### WRITTEN INSTRUCTION:
Set down every entry word for word. Omit the pictures.
## begin RECORDS SUPPLIED
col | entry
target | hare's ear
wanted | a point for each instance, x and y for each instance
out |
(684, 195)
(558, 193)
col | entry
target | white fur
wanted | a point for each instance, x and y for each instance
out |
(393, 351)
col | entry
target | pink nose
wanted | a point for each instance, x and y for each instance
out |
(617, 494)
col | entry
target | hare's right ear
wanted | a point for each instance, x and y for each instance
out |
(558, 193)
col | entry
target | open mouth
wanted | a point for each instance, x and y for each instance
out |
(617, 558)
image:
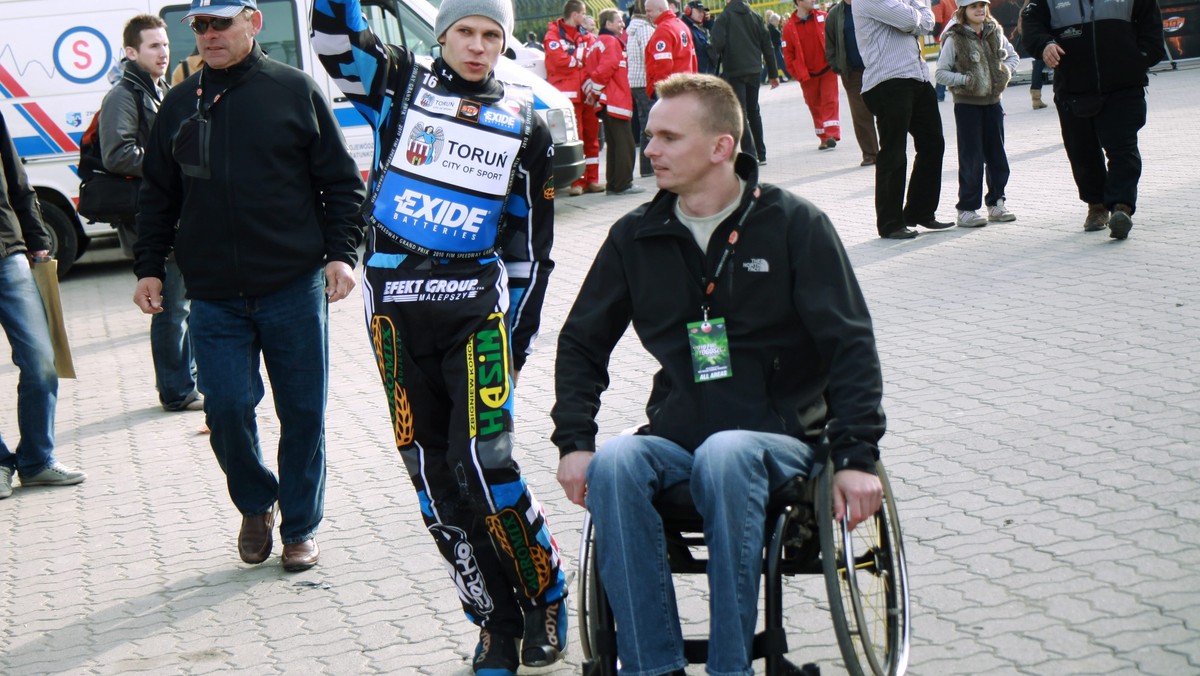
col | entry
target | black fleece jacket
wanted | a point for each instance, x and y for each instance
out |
(802, 345)
(283, 196)
(21, 215)
(1108, 46)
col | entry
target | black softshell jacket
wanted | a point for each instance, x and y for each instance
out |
(801, 339)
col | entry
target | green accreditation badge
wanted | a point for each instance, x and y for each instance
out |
(709, 350)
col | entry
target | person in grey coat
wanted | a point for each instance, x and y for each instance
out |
(739, 45)
(126, 115)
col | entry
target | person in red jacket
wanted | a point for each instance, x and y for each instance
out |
(609, 79)
(804, 54)
(567, 45)
(670, 49)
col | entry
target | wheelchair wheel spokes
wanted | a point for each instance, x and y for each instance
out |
(867, 586)
(586, 588)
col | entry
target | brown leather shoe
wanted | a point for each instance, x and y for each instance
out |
(300, 556)
(255, 539)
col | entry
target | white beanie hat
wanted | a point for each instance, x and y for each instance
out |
(499, 11)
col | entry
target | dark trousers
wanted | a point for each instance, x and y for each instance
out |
(747, 88)
(288, 331)
(864, 123)
(619, 153)
(1113, 132)
(642, 106)
(1036, 75)
(905, 107)
(981, 132)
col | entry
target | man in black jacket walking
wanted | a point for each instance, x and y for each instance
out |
(24, 240)
(744, 295)
(741, 45)
(1101, 53)
(247, 159)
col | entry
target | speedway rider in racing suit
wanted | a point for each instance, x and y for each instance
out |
(461, 215)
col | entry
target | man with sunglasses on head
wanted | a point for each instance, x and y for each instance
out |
(247, 157)
(461, 221)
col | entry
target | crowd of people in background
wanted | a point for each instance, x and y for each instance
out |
(684, 82)
(820, 43)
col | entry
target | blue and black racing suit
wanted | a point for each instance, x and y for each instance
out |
(461, 215)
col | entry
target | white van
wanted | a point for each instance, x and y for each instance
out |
(58, 59)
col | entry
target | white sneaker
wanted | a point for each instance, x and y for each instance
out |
## end RECORDS SUPPLIED
### RESULT:
col | entry
target | hare's ear
wanted | a point for each instance, x and y for each instance
out |
(684, 195)
(558, 193)
col | entry
target | white fur
wanted | a point for each instance, x and y for each instance
out |
(393, 351)
col | entry
target | pink nose
wanted | a point for each instance, x and y for each instance
out |
(617, 494)
col | entry
target | hare's right ear
wanted | a point for each instance, x and y for each instance
out |
(558, 193)
col | entry
target | open mouth
wanted | a point for each instance, x and y for each instance
out |
(617, 558)
image:
col | entry
target | black fleece jacket
wanted | a point for each instance, x and y for each instance
out |
(802, 345)
(283, 196)
(21, 215)
(1108, 46)
col | entry
target | black softshell jacket
wanted | a point for each instance, x and y for each instance
out |
(801, 339)
col | entry
target | green accreditation badge
wanted | a point for each instance, x and y for each instance
out |
(709, 350)
col | entry
target | person in grey coat
wanted | a point for each instance, x and y for each instance
out |
(739, 45)
(126, 115)
col | entry
target | person in red jacket
wanted | a point for each instance, x and y for each instance
out |
(609, 79)
(804, 54)
(567, 45)
(670, 49)
col | entry
target | wheelchair wheel spokes
wanted | a point for each instance, x and y for each instance
out |
(867, 586)
(586, 588)
col | entry
target | brown leather shoe
wanted | a point for each instance, x and y for each instance
out |
(300, 556)
(255, 539)
col | entry
target | white beanie hat
wanted | a point for each instance, x and y for each instance
out |
(499, 11)
col | entry
target | dark trousers
wanted | a point for each instance, x and y for each instance
out |
(747, 88)
(288, 331)
(864, 123)
(619, 153)
(1113, 132)
(642, 106)
(1036, 75)
(905, 107)
(981, 132)
col | entry
target | man in black jacket walking
wanted | a point for each instance, x and y for each instance
out |
(24, 240)
(744, 295)
(741, 45)
(1101, 53)
(247, 159)
col | entry
target | speedway rider in racing suit
wanted | a point for each instance, x and y for each instance
out |
(461, 215)
col | entry
target | man with sunglasses on head
wanted | a point for each instance, x and y for each instance
out |
(247, 157)
(461, 221)
col | entry
target | crowd of people in background
wanted | a point for each instance, x and y for each instance
out |
(684, 82)
(820, 43)
col | entry
target | blue and black racing suit
wanted | a point for each instance, x and y for each instance
out |
(461, 215)
col | entry
target | white van
wanted | a point for each instance, x and y for each instance
out |
(58, 59)
col | entry
target | white sneaker
wanted | a point for each instance, x and y for each instance
out |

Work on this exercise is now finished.